[Haskell-cafe] OOP < parametric polymorphism
apfelmus at quantentunnel.de
apfelmus at quantentunnel.de
Sun Jan 28 06:01:45 EST 2007
Donald Bruce Stewart wrote:
> deliverable:
>> ...In the tradition of the "letters of an ignorant newbie"...
>>
>> What's the consensus on the OOP in Haskell *now*? There're some
>> libraries such as OOHaskell, O'Haskell, and Haskell~98's own qualified
>> type system with inheritance.
>>
>> If I have GHC, which way to do anything OOP-like is considered "right"
>> today?
>
> Using existentials and typeclasses to do some OO things wouldn't be
> considered unidiomatic (particularly, using existentials to package up
> interfaces to values).
>
> In general though, using a functional approach will produce better
> (simpler) Haskell code, and make it more likely others will understand it.
> Personally, I run in fear from OO Haskell ;)
Instead of OOP, Haskell uses (parametric) polymorphism which is more
powerful than OOP. For instance, the function
length :: [a] -> Int
or, with an explicit forall
length :: forall a . [a] -> Int
counts the number of elements in a list "[a]", regardless of what type
"a" those elements have. Moreover, it is guaranteed that "length" does
not inspect or change the elements, because it must work for all types
"a" the same way (this is called "parametricity"). Another example is
map :: (a -> b) -> [a] -> [b]
which maps a function over all elements in the list.
In addition, Haskell has type classes (which are similar to "interfaces"
in OOP). The most basic example is
class Eq a where
(==) :: a -> a -> Bool
Thus, you have an equality test available on all types that are
instances of this class. For example, you can test whether two Strings
are equal, because String is an instance of Eq. More generally, you say
whether two lists are equal if you know how to test elements for equality:
instance Eq a => Eq [a] where
[] == [] = True
(x:xs) == (y:ys) = (x == y) && (xs == ys)
_ == _ = False
The important thing I want to point out in this post is that parametric
polymorphism is indeed more powerful than OOP: already a concept like Eq
is impossible to implement in OOP. The problem is best illustrated with
the class Ord (*), which provides an ordering relation. Let's
concentrate on the "smaller than" function
(<) :: Ord a => a -> a -> Bool
Can I create an interface that expresses the same thing?
public interface Comparable {
boolean smaller_than(?? y);
}
No, because there is no type I can attribute to the second argument of
"smaller_than". The problem is that I can only compare to values of the
*same* type, i.e. the type which implements the interface.

═══

(EXERCISE TASKS)
[A] In the mailing-list post on OOP and parametric polymorphism, what term is given for the guarantee that a function such as "length" must work the same way for all types "a"?
[B] Resume the mailing-list post on OOP and parametric polymorphism, starting after its final sentence.

(RECORD LIST)
═══

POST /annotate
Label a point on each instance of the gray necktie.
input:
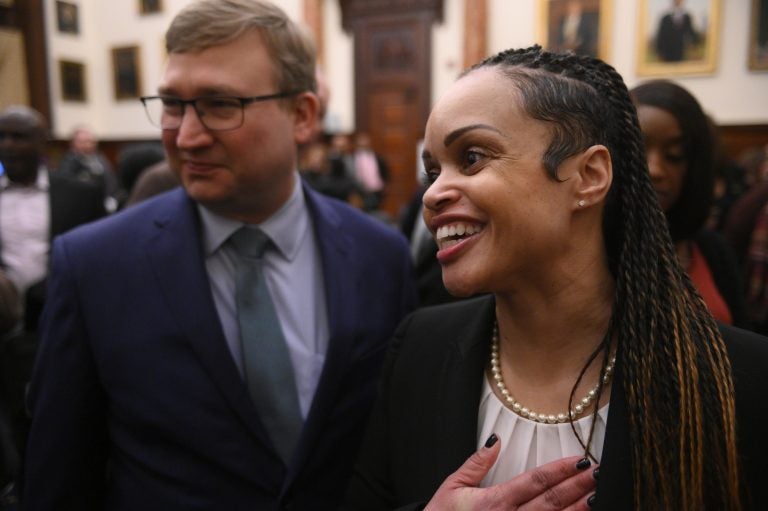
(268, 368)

═══

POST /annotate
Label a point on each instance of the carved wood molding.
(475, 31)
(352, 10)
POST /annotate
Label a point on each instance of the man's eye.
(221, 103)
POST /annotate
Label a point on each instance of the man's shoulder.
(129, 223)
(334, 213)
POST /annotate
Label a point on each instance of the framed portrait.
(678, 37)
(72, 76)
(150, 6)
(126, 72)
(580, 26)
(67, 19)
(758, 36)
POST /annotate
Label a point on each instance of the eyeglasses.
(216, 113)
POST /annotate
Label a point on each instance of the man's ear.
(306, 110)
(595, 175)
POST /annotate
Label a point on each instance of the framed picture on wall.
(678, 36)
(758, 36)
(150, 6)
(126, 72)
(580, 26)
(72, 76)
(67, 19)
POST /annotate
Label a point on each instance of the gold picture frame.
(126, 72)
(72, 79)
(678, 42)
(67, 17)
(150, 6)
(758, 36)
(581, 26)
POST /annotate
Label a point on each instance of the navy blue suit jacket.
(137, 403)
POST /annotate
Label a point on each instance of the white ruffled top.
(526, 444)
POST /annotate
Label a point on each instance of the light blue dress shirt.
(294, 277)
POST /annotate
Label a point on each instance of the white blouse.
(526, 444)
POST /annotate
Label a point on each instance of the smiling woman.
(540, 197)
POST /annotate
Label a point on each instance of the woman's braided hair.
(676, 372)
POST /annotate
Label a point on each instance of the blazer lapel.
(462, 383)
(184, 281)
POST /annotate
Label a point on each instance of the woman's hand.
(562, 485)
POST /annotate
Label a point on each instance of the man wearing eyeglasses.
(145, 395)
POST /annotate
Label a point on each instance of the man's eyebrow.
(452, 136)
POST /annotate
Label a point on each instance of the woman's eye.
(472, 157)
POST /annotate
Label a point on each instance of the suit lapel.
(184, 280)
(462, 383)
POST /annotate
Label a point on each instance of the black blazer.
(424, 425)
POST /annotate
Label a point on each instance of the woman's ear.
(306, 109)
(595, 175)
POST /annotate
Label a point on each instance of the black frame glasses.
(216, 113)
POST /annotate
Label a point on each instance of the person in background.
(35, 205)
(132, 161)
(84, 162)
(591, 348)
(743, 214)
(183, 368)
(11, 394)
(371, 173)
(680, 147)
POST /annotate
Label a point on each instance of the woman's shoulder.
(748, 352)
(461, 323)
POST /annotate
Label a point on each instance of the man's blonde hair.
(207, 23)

═══

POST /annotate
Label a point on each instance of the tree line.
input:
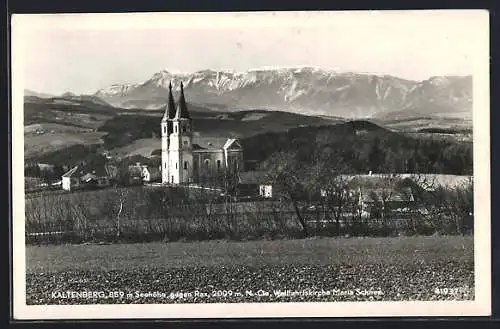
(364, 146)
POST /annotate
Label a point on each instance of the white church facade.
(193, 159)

═══

(IN RESPONSE)
[A] Parametricity.

[B]
Can I create a class the expresses the same thing?
public class Comparable {
boolean smaller_than(Comparable y);
}
This seems like a solution, but it is not. The problem is subtyping: if
i make integers and strings members of this class, i would be able to
compare the number 1 against the string "hello", which should be
reported as a type error.
I have no formal proof, but I think that the "<" function cannot be
expressed in a type correct way in OOP. AFAIK, only Java Generics can
express the requirement we want:
interface Ord<A> {
boolean smaller_than(A x, A y);
}
class String implements Ord<String> { ... }
But Generics are a considerable extension to OOP. In fact, there is
nothing really object oriented in here anymore, we're just on our way to
parametric polymorphism.
My final remark is about what this means for the existential quantifier
in Haskell. Because of the injection
inject :: forall a . a -> (exists a . a)
the existential quantifier can be thought of as implementing some form
of subtyping, i.e. (exists a . a) is a supertype of every a. The point
now is: given
type ExistsOrd = exists a . Ord a => a
there is *no*
instance Ord ExistsOrd where ...
because we could compare arbitrary subtypes of ExistsOrd then. In the
end, the existental quantifier has limited use for data abstraction,
it's "forall" that makes things happen.
Regards,
apfelmus
(*) We don't consider Eq because given a test on type equality, we can
generalize the signature of (==)
(==) :: (Eq a, Eq b) => a -> b -> Bool
Indeed, this is what OOP equality does.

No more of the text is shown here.